(PROVIDED DATA)

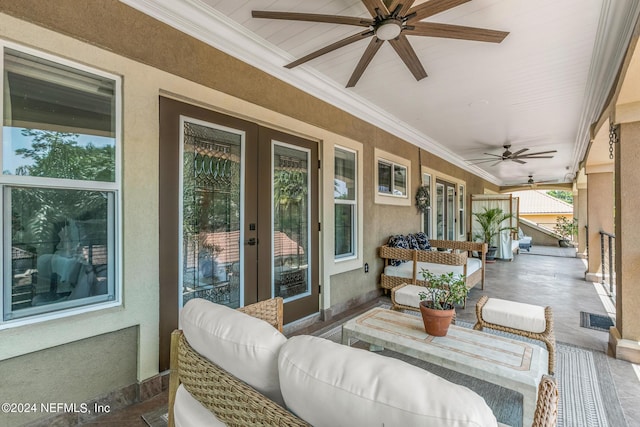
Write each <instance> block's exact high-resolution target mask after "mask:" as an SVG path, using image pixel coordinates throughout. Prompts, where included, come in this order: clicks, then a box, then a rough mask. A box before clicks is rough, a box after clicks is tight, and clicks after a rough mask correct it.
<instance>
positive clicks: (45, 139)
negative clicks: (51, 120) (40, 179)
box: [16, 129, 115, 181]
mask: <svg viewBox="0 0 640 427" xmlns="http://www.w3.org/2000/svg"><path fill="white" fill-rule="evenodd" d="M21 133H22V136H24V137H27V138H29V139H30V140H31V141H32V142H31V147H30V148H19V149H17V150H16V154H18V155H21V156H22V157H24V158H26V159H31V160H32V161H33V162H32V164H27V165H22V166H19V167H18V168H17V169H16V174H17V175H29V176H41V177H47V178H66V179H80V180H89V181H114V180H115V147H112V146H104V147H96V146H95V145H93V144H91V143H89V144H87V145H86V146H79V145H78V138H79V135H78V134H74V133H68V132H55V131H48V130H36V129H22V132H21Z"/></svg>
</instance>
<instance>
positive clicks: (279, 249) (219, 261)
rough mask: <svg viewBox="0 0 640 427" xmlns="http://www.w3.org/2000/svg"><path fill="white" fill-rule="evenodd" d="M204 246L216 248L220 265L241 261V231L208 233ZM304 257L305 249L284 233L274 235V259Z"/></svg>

(End PROVIDED DATA)
(PROVIDED DATA)

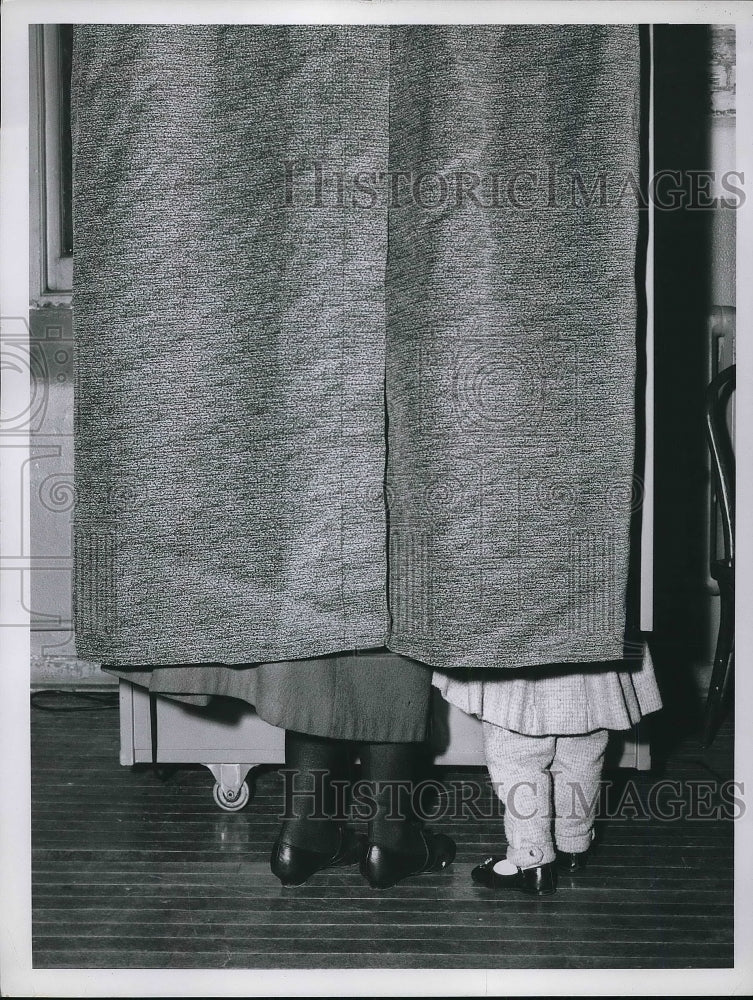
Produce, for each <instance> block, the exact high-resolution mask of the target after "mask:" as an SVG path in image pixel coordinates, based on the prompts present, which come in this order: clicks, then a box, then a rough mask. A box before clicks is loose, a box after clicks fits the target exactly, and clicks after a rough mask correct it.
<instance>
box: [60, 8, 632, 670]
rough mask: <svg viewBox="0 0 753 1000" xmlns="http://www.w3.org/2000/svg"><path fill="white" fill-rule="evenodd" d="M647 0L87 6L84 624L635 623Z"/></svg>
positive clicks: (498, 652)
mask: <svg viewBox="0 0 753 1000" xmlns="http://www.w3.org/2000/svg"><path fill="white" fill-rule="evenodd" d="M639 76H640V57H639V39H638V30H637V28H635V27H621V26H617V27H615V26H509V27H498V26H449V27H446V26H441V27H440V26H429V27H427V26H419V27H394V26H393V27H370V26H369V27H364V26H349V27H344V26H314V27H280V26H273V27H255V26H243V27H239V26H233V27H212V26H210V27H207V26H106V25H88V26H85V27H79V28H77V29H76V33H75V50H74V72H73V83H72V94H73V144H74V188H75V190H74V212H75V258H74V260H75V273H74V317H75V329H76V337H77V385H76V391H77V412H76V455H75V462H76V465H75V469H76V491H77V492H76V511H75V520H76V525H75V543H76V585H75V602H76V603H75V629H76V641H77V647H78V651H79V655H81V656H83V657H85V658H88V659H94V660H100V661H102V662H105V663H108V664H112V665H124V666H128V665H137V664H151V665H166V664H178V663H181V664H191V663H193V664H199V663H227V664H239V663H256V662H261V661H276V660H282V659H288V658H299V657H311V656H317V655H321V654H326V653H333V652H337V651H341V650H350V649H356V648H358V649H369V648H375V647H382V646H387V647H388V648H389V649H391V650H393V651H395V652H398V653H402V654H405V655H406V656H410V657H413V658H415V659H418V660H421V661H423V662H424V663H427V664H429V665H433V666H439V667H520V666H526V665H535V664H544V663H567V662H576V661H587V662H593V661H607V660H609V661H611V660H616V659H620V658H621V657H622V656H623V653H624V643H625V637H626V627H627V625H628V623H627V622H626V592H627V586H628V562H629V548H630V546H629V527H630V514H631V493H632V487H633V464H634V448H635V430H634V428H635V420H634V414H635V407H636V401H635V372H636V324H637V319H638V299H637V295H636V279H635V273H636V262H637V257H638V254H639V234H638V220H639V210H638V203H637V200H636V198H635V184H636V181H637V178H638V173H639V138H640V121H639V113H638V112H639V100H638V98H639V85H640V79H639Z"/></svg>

(End PROVIDED DATA)

• [WHAT TO DO]:
Format the part of the material that opens with the line containing "</instance>" and closes with the line containing "246L216 248L220 265L241" as a JSON list of strings, one string per line, leaving out blank lines.

• [YOUR SOLUTION]:
[
  "</instance>",
  "<instance>",
  "positive clicks: (279, 249) (219, 261)",
  "rough mask: <svg viewBox=\"0 0 640 427\" xmlns=\"http://www.w3.org/2000/svg\"><path fill=\"white\" fill-rule=\"evenodd\" d=\"M204 246L216 248L220 265L241 261V231L208 233ZM304 257L305 249L284 233L274 235V259Z\"/></svg>"
]